| Task objective |
Rewrite the stretch of entries from the line containing "Isolate dark doorway." through the line containing "xmin=10 ymin=265 xmax=76 ymax=496", changing "dark doorway" to "open doorway" and leaving everything else as it is. Output only those lines.

| Material provided |
»»
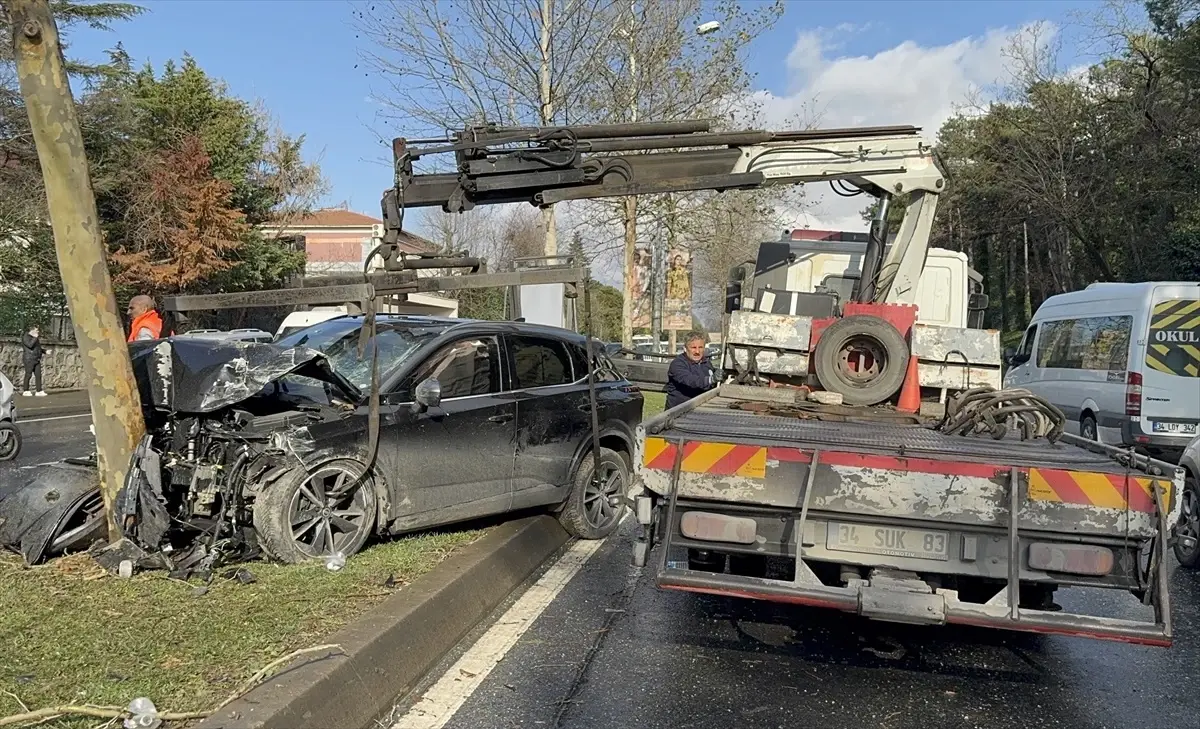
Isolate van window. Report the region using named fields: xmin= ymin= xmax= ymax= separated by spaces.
xmin=509 ymin=337 xmax=571 ymax=390
xmin=1022 ymin=317 xmax=1133 ymax=372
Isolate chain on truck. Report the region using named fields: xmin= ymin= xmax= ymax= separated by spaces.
xmin=362 ymin=121 xmax=1183 ymax=646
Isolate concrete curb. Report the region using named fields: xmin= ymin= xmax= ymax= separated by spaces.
xmin=197 ymin=516 xmax=569 ymax=729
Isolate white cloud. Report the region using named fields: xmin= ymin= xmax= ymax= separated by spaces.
xmin=752 ymin=26 xmax=1054 ymax=230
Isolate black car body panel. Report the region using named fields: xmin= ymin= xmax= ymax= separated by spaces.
xmin=0 ymin=315 xmax=642 ymax=567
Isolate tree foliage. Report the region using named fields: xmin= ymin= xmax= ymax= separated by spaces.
xmin=935 ymin=0 xmax=1200 ymax=330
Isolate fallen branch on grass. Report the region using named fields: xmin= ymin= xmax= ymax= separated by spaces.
xmin=0 ymin=644 xmax=342 ymax=727
xmin=0 ymin=704 xmax=212 ymax=727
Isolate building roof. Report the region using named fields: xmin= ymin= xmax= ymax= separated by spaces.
xmin=280 ymin=207 xmax=438 ymax=253
xmin=290 ymin=207 xmax=383 ymax=228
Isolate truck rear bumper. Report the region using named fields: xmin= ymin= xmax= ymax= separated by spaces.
xmin=656 ymin=567 xmax=1172 ymax=647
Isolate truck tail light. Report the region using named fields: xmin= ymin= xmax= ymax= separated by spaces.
xmin=679 ymin=511 xmax=758 ymax=544
xmin=1030 ymin=542 xmax=1115 ymax=577
xmin=1126 ymin=372 xmax=1141 ymax=415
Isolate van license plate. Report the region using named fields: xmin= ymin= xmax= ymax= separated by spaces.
xmin=1151 ymin=420 xmax=1196 ymax=435
xmin=826 ymin=522 xmax=950 ymax=561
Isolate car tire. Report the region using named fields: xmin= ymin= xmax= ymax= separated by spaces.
xmin=253 ymin=458 xmax=378 ymax=565
xmin=814 ymin=314 xmax=908 ymax=405
xmin=1174 ymin=476 xmax=1200 ymax=570
xmin=558 ymin=448 xmax=629 ymax=540
xmin=1079 ymin=415 xmax=1100 ymax=442
xmin=0 ymin=423 xmax=20 ymax=460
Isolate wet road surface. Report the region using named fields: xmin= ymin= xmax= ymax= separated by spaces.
xmin=0 ymin=414 xmax=95 ymax=474
xmin=392 ymin=520 xmax=1200 ymax=729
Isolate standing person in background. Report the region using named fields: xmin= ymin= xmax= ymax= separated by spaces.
xmin=667 ymin=332 xmax=716 ymax=410
xmin=127 ymin=294 xmax=162 ymax=342
xmin=20 ymin=326 xmax=46 ymax=397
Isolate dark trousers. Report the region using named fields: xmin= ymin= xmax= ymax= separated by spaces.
xmin=22 ymin=360 xmax=42 ymax=392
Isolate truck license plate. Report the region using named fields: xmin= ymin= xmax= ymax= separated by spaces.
xmin=1152 ymin=420 xmax=1196 ymax=435
xmin=826 ymin=522 xmax=950 ymax=561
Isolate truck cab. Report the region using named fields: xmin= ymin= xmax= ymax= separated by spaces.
xmin=744 ymin=228 xmax=988 ymax=329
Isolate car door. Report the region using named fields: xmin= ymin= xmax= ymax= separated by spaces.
xmin=380 ymin=336 xmax=517 ymax=528
xmin=505 ymin=335 xmax=590 ymax=507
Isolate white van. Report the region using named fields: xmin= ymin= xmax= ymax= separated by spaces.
xmin=1004 ymin=281 xmax=1200 ymax=454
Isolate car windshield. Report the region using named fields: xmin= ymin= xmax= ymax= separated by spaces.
xmin=275 ymin=318 xmax=444 ymax=392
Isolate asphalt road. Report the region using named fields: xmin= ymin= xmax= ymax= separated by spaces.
xmin=394 ymin=520 xmax=1200 ymax=729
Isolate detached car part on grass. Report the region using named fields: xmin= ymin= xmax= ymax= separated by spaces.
xmin=0 ymin=372 xmax=20 ymax=462
xmin=0 ymin=317 xmax=642 ymax=577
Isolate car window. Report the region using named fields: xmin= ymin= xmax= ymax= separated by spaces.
xmin=511 ymin=337 xmax=572 ymax=390
xmin=413 ymin=337 xmax=500 ymax=399
xmin=1016 ymin=324 xmax=1038 ymax=357
xmin=566 ymin=344 xmax=620 ymax=382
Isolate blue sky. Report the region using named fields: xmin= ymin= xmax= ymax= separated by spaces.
xmin=70 ymin=0 xmax=1098 ymax=227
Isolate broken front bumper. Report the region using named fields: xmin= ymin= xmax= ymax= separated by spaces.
xmin=631 ymin=450 xmax=1172 ymax=647
xmin=655 ymin=567 xmax=1171 ymax=647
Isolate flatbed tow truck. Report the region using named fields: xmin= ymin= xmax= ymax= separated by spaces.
xmin=382 ymin=116 xmax=1186 ymax=646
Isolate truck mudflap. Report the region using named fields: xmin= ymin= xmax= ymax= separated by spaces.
xmin=634 ymin=441 xmax=1172 ymax=647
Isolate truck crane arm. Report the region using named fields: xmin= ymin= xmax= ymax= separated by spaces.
xmin=382 ymin=121 xmax=946 ymax=303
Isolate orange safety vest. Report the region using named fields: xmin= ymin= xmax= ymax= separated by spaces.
xmin=128 ymin=309 xmax=162 ymax=342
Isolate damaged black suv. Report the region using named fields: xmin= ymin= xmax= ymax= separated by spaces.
xmin=4 ymin=315 xmax=642 ymax=567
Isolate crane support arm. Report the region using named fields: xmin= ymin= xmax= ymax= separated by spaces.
xmin=382 ymin=121 xmax=946 ymax=302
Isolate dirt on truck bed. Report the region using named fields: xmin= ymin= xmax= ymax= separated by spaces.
xmin=655 ymin=397 xmax=1126 ymax=475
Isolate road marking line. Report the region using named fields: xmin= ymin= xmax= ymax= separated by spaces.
xmin=391 ymin=540 xmax=604 ymax=729
xmin=17 ymin=412 xmax=91 ymax=427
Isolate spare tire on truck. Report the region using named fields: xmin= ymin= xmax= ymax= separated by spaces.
xmin=814 ymin=314 xmax=908 ymax=405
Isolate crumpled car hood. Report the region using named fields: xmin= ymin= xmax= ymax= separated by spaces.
xmin=0 ymin=463 xmax=107 ymax=565
xmin=130 ymin=337 xmax=362 ymax=414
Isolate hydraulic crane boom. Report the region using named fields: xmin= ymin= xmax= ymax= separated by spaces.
xmin=382 ymin=121 xmax=946 ymax=303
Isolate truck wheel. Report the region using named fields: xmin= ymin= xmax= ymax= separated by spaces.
xmin=558 ymin=448 xmax=629 ymax=540
xmin=0 ymin=423 xmax=20 ymax=460
xmin=1175 ymin=476 xmax=1200 ymax=570
xmin=253 ymin=459 xmax=377 ymax=564
xmin=1079 ymin=415 xmax=1100 ymax=441
xmin=814 ymin=314 xmax=908 ymax=405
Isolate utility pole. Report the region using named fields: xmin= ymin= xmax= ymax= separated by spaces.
xmin=8 ymin=0 xmax=145 ymax=540
xmin=620 ymin=0 xmax=643 ymax=349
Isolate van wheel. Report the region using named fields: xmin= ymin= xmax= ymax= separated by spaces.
xmin=1079 ymin=415 xmax=1100 ymax=441
xmin=252 ymin=459 xmax=378 ymax=565
xmin=1175 ymin=477 xmax=1200 ymax=570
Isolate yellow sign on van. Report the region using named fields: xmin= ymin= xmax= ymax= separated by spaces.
xmin=1146 ymin=299 xmax=1200 ymax=378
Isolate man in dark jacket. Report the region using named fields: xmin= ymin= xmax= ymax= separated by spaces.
xmin=667 ymin=332 xmax=715 ymax=410
xmin=20 ymin=326 xmax=46 ymax=397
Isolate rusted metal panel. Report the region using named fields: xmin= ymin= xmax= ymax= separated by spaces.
xmin=638 ymin=438 xmax=1182 ymax=538
xmin=725 ymin=345 xmax=809 ymax=376
xmin=917 ymin=361 xmax=1003 ymax=390
xmin=726 ymin=311 xmax=812 ymax=353
xmin=912 ymin=324 xmax=1001 ymax=367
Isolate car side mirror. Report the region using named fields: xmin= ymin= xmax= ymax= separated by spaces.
xmin=413 ymin=378 xmax=442 ymax=412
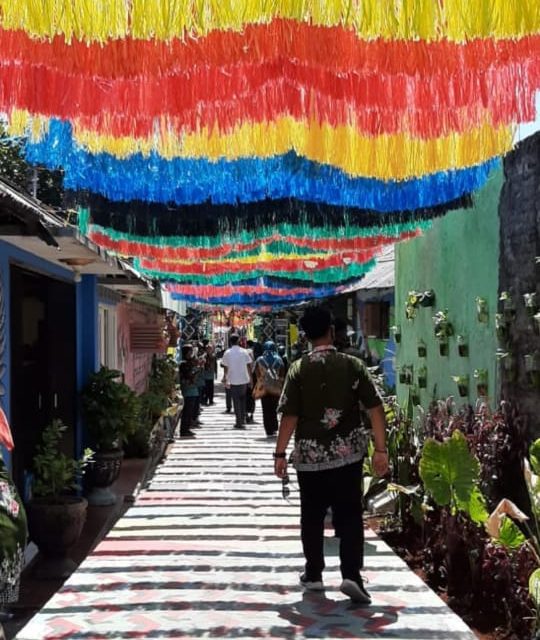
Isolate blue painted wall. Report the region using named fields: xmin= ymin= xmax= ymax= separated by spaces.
xmin=0 ymin=240 xmax=81 ymax=465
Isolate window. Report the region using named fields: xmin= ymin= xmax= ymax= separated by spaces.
xmin=362 ymin=302 xmax=390 ymax=339
xmin=98 ymin=304 xmax=117 ymax=369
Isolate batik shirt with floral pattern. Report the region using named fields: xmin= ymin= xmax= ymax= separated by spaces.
xmin=278 ymin=346 xmax=382 ymax=471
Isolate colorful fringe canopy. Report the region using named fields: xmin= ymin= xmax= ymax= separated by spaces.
xmin=0 ymin=0 xmax=540 ymax=308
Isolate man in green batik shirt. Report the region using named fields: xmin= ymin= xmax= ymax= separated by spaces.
xmin=274 ymin=307 xmax=388 ymax=604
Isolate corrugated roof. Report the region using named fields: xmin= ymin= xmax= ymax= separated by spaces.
xmin=357 ymin=245 xmax=394 ymax=291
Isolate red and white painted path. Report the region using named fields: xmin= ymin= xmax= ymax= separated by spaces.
xmin=17 ymin=396 xmax=475 ymax=640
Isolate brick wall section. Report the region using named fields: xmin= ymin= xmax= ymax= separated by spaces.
xmin=499 ymin=133 xmax=540 ymax=437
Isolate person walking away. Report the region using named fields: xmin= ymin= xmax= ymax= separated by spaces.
xmin=204 ymin=344 xmax=217 ymax=405
xmin=274 ymin=307 xmax=388 ymax=604
xmin=246 ymin=340 xmax=256 ymax=424
xmin=179 ymin=343 xmax=199 ymax=438
xmin=0 ymin=408 xmax=28 ymax=637
xmin=222 ymin=333 xmax=253 ymax=429
xmin=219 ymin=359 xmax=232 ymax=413
xmin=278 ymin=344 xmax=289 ymax=377
xmin=255 ymin=340 xmax=285 ymax=437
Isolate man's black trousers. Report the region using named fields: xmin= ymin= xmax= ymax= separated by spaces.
xmin=298 ymin=461 xmax=364 ymax=580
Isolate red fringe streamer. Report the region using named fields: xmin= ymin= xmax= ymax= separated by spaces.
xmin=4 ymin=19 xmax=540 ymax=80
xmin=140 ymin=249 xmax=377 ymax=276
xmin=167 ymin=285 xmax=313 ymax=298
xmin=0 ymin=60 xmax=540 ymax=134
xmin=88 ymin=231 xmax=421 ymax=261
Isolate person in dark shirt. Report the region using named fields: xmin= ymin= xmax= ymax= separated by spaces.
xmin=274 ymin=307 xmax=388 ymax=604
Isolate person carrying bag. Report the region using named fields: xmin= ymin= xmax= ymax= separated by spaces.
xmin=253 ymin=340 xmax=285 ymax=437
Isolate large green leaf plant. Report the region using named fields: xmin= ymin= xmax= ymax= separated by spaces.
xmin=32 ymin=420 xmax=93 ymax=504
xmin=81 ymin=367 xmax=140 ymax=451
xmin=486 ymin=438 xmax=540 ymax=630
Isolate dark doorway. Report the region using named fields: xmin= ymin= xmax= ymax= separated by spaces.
xmin=10 ymin=265 xmax=76 ymax=496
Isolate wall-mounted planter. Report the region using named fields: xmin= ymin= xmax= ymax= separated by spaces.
xmin=439 ymin=339 xmax=450 ymax=356
xmin=405 ymin=289 xmax=435 ymax=320
xmin=420 ymin=289 xmax=435 ymax=307
xmin=495 ymin=313 xmax=508 ymax=342
xmin=457 ymin=335 xmax=469 ymax=358
xmin=524 ymin=351 xmax=540 ymax=388
xmin=533 ymin=313 xmax=540 ymax=335
xmin=523 ymin=293 xmax=538 ymax=318
xmin=474 ymin=369 xmax=488 ymax=396
xmin=476 ymin=297 xmax=489 ymax=324
xmin=499 ymin=291 xmax=516 ymax=323
xmin=496 ymin=349 xmax=517 ymax=382
xmin=399 ymin=364 xmax=413 ymax=385
xmin=452 ymin=376 xmax=469 ymax=398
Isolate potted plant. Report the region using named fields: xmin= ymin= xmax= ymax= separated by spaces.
xmin=523 ymin=293 xmax=538 ymax=318
xmin=495 ymin=313 xmax=508 ymax=342
xmin=81 ymin=367 xmax=139 ymax=506
xmin=418 ymin=367 xmax=427 ymax=389
xmin=26 ymin=420 xmax=92 ymax=578
xmin=457 ymin=335 xmax=469 ymax=358
xmin=433 ymin=309 xmax=454 ymax=356
xmin=452 ymin=375 xmax=469 ymax=398
xmin=476 ymin=296 xmax=489 ymax=324
xmin=420 ymin=289 xmax=435 ymax=307
xmin=525 ymin=351 xmax=540 ymax=388
xmin=496 ymin=349 xmax=516 ymax=381
xmin=473 ymin=369 xmax=488 ymax=396
xmin=499 ymin=291 xmax=516 ymax=322
xmin=405 ymin=291 xmax=421 ymax=320
xmin=399 ymin=364 xmax=413 ymax=384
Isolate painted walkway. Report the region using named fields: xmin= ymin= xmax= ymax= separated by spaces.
xmin=17 ymin=396 xmax=475 ymax=640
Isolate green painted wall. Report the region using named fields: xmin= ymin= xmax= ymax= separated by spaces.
xmin=394 ymin=170 xmax=503 ymax=407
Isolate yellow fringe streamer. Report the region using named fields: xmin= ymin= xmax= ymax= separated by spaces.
xmin=0 ymin=0 xmax=540 ymax=42
xmin=9 ymin=111 xmax=514 ymax=180
xmin=75 ymin=117 xmax=513 ymax=180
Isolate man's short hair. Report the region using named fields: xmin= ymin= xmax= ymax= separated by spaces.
xmin=300 ymin=306 xmax=334 ymax=340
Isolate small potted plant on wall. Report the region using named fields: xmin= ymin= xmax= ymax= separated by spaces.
xmin=26 ymin=420 xmax=92 ymax=578
xmin=457 ymin=334 xmax=469 ymax=358
xmin=474 ymin=369 xmax=488 ymax=397
xmin=533 ymin=313 xmax=540 ymax=335
xmin=81 ymin=367 xmax=139 ymax=506
xmin=496 ymin=349 xmax=516 ymax=382
xmin=433 ymin=309 xmax=454 ymax=356
xmin=476 ymin=296 xmax=489 ymax=324
xmin=523 ymin=293 xmax=538 ymax=318
xmin=499 ymin=291 xmax=516 ymax=322
xmin=418 ymin=367 xmax=427 ymax=389
xmin=452 ymin=375 xmax=469 ymax=398
xmin=495 ymin=313 xmax=508 ymax=342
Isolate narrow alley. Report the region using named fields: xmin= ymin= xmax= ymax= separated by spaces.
xmin=17 ymin=396 xmax=474 ymax=640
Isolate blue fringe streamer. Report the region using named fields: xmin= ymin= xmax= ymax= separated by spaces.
xmin=26 ymin=120 xmax=500 ymax=212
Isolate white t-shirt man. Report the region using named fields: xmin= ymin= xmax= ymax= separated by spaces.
xmin=221 ymin=344 xmax=253 ymax=385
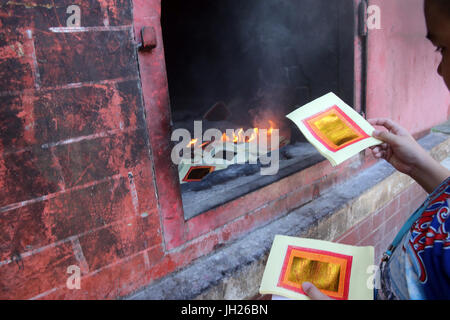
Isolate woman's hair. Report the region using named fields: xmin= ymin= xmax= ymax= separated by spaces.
xmin=431 ymin=0 xmax=450 ymax=19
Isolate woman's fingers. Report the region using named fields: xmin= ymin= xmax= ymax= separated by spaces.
xmin=367 ymin=118 xmax=408 ymax=135
xmin=302 ymin=282 xmax=332 ymax=300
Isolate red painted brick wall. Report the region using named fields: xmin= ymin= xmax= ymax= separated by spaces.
xmin=0 ymin=0 xmax=446 ymax=299
xmin=0 ymin=0 xmax=163 ymax=299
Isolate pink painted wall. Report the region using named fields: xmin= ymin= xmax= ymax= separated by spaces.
xmin=367 ymin=0 xmax=450 ymax=134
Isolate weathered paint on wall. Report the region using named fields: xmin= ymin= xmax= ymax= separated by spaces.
xmin=367 ymin=0 xmax=450 ymax=133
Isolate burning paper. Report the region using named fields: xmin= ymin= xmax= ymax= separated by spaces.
xmin=286 ymin=93 xmax=382 ymax=166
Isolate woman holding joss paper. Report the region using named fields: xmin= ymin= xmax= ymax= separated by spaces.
xmin=303 ymin=0 xmax=450 ymax=299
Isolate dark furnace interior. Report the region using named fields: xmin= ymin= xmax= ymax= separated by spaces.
««
| Result for this task |
Isolate open doorway. Report the region using named fields: xmin= ymin= xmax= ymax= separated by spaces.
xmin=10 ymin=265 xmax=76 ymax=496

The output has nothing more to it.